What you should do: Return all the data, word for word.

┌────────

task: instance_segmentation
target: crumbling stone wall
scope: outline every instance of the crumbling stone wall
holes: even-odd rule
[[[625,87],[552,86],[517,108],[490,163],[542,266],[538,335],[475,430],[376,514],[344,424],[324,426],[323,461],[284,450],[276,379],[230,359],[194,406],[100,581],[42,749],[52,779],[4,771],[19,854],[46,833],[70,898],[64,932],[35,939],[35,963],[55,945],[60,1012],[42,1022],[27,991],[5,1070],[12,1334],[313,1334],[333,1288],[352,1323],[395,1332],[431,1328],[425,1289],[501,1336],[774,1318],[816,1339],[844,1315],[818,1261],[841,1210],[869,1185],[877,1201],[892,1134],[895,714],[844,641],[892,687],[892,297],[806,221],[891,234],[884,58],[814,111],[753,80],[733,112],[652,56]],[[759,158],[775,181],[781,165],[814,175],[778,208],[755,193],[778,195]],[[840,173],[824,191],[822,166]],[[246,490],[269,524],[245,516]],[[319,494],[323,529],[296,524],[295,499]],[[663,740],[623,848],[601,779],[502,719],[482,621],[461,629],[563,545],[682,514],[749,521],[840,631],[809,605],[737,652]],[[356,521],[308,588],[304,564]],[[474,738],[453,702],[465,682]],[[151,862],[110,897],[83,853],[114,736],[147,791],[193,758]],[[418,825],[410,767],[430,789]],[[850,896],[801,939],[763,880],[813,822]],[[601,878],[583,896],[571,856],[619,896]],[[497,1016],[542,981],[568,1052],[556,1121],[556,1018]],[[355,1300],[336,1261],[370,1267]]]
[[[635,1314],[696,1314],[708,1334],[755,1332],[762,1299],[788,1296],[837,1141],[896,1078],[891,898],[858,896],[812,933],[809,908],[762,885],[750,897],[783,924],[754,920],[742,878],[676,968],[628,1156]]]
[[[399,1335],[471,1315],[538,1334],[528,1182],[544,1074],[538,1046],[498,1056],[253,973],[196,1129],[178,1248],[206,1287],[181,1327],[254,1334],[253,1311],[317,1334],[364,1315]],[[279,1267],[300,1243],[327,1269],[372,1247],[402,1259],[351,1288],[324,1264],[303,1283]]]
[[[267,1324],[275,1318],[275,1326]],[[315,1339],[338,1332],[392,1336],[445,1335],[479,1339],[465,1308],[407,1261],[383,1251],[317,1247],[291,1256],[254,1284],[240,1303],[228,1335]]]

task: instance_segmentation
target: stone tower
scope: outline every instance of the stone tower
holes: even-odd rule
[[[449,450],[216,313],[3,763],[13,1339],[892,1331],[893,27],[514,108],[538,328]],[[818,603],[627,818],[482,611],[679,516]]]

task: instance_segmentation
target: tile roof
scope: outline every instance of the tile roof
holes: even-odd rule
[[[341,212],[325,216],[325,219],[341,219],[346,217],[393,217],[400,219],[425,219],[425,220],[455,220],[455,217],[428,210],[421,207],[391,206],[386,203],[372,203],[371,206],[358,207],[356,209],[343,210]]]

└────────

Answer in full:
task: instance_segmentation
target: crumbling stone wall
scope: outline every instance of the crumbling stone wall
holes: even-odd rule
[[[625,87],[552,86],[517,108],[490,163],[542,266],[538,335],[475,430],[376,514],[344,424],[324,426],[323,461],[284,450],[276,379],[230,359],[194,406],[100,581],[42,749],[52,779],[4,771],[19,854],[46,833],[70,898],[64,932],[35,939],[35,963],[55,945],[60,1012],[42,1022],[27,991],[5,1070],[12,1334],[313,1334],[333,1288],[352,1323],[395,1332],[431,1328],[425,1289],[501,1336],[774,1318],[816,1339],[844,1315],[818,1261],[841,1210],[869,1185],[877,1201],[892,1134],[895,714],[844,641],[892,687],[892,297],[806,221],[891,234],[884,58],[814,111],[753,80],[733,112],[652,56]],[[759,158],[775,181],[781,165],[814,175],[778,208],[755,193],[778,195]],[[840,173],[824,191],[822,166]],[[246,490],[269,524],[245,516]],[[319,494],[323,529],[296,524],[295,499]],[[663,740],[623,848],[601,779],[502,719],[482,621],[461,629],[563,545],[682,514],[749,521],[840,631],[809,605],[737,652]],[[356,521],[308,588],[304,564]],[[474,738],[453,702],[465,682]],[[151,862],[110,897],[83,853],[114,736],[147,791],[193,758]],[[418,825],[410,767],[430,789]],[[850,896],[801,939],[763,880],[813,822]],[[601,878],[583,896],[571,856],[619,896]],[[497,1016],[542,981],[568,1052],[556,1121],[556,1018]],[[355,1300],[336,1261],[370,1267]]]
[[[635,1314],[696,1314],[708,1334],[755,1332],[762,1299],[788,1296],[837,1141],[896,1078],[891,898],[858,896],[812,933],[809,908],[762,885],[750,897],[783,924],[754,920],[742,878],[676,968],[628,1156]]]
[[[399,1335],[471,1315],[538,1334],[528,1182],[544,1074],[538,1046],[498,1056],[253,973],[196,1129],[178,1248],[206,1287],[181,1327],[254,1334],[253,1311],[317,1334],[364,1315]],[[279,1267],[300,1243],[327,1269],[372,1247],[402,1259],[351,1288],[324,1264],[303,1283]]]
[[[267,1324],[275,1318],[275,1326]],[[315,1339],[338,1332],[392,1336],[445,1335],[479,1339],[465,1308],[407,1261],[383,1251],[317,1247],[291,1256],[254,1284],[240,1303],[228,1335]]]

task: instance_segmentation
target: stone tower
scope: outline every instance of the stone tower
holes: even-odd rule
[[[449,450],[216,313],[3,763],[13,1339],[892,1331],[893,27],[514,108],[538,328]],[[818,603],[627,818],[482,611],[679,516]]]

task: instance_segmentation
target: tile roof
scope: outline every instance of the tile roof
holes: even-odd rule
[[[341,212],[325,216],[325,219],[341,219],[346,217],[393,217],[400,219],[425,219],[425,220],[455,220],[455,217],[428,210],[421,207],[391,206],[386,203],[372,203],[371,206],[358,207],[356,209],[343,210]]]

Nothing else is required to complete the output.